§ **Stated goal 1**:
In the auditor independence excerpt, who should perform the review described in condition 6?

════════════════════

A firm's independence will be considered to be impaired with respect to a client if a partner or professional employee leaves the firm and is subsequently employed by or associated with that client in a key position unless all the following conditions are met:

1.    Amounts due to the former partner or professional employee for his or her previous interest in the firm and for unfunded, vested retirement benefits are not material to the firm, and the underlying formula used to calculate the payments remains fixed during the payout period. Retirement benefits may also be adjusted for inflation and interest may be paid on amounts due.

2.    The former partner or professional employee is not in a position to influence the accounting firm's operations or financial policies.

3.    The former partner or professional employee does not participate or appear to participate in, and is not associated with the firm, whether or not compensated for such participation or association, once employment or association with the client begins. An appearance of participation or association results from such actions as:

  • The individual provides consultation to the firm.

  • The firm provides the individual with an office and related amenities (for example, secretarial and telephone services).

  • The individual's name is included in the firm's office directory.

  • The individual's name is included as a member of the firm in other membership lists of business, professional, or civic organizations, unless the individual is clearly designated as retired.

4.    The ongoing attest engagement team considers the appropriateness or necessity of modifying the engagement procedures to adjust for the risk that, by virtue of the former partner or professional employee's prior knowledge of the audit plan, audit effectiveness could be reduced.

5.    The firm assesses whether existing attest engagement team members have the appropriate experience and stature to effectively deal with the former partner or professional employee and his or her work, when that person will have significant interaction with the attest engagement team.

6.    The subsequent attest engagement is reviewed to determine whether the engagement team members maintained the appropriate level of skepticism when evaluating the representations and work of the former partner or professional employee, when the person joins the client in a key position within one year of disassociating from the firm and has significant interaction with the attest engagement team. The review should be performed by a professional with appropriate stature, expertise, and objectivity and should be tailored based on the position that the person assumed at the client, the position he or she held at the firm, the nature of the services he or she provided to the client, and other relevant facts and circumstances. Appropriate actions, as deemed necessary, should be taken based on the results of the review.

Responsible members within the firm should implement procedures for compliance with the preceding conditions when firm professionals are employed or associated with attest clients.

With respect to conditions 4, 5, and 6, the procedures adopted will depend on several factors, including whether the former partner or professional employee served as a member of the engagement team, the positions he or she held at the firm and has accepted at the client, the length of time that has elapsed since the professional left the firm, and the circumstances of his or her departure. fn 4

Considering Employment or Association With the Client

When a member of the attest engagement team or an individual in a position to influence the attest engagement intends to seek or discuss potential employment or association with an attest client, or is in receipt of a specific offer of employment from an attest client, independence will be impaired with respect to the client unless the person promptly reports such consideration or offer to an appropriate person in the firm, and removes himself or herself from the engagement until the employment offer is rejected or employment is no longer being sought. When a covered member becomes aware that a member of the attest engagement team or an individual in a position to influence the attest engagement is considering employment or association with a client, the covered member should notify an appropriate person in the firm.

════════════════════

§ **Stated goal 2**:
List every line of the records below that contains the string "white". Case counts.

§ **Supplied data**:
════════════════════

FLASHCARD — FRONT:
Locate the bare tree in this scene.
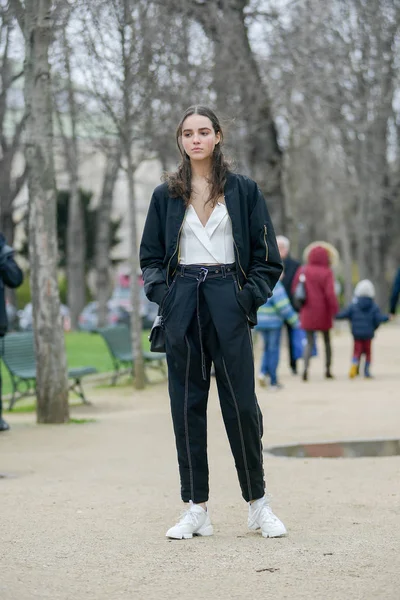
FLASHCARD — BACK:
[52,6,86,329]
[161,0,286,227]
[0,8,26,245]
[265,0,400,305]
[95,140,121,327]
[11,0,69,423]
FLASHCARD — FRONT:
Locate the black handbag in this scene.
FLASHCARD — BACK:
[149,314,165,352]
[293,273,307,310]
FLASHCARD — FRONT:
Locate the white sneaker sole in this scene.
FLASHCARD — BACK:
[249,524,287,538]
[165,525,214,540]
[261,529,287,538]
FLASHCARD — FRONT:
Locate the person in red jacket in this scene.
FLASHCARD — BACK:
[292,246,339,381]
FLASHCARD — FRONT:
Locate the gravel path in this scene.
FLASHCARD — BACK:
[0,324,400,600]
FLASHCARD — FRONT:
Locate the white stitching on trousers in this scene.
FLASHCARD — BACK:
[222,358,253,500]
[183,335,194,502]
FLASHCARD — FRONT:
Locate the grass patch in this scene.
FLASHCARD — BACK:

════════════════════

§ **Correct answer 1**:
A professional with appropriate stature, expertise, and objectivity.

§ **Correct answer 2**:
Locate the white sneaker sole in this scene.
Locate the white stitching on trousers in this scene.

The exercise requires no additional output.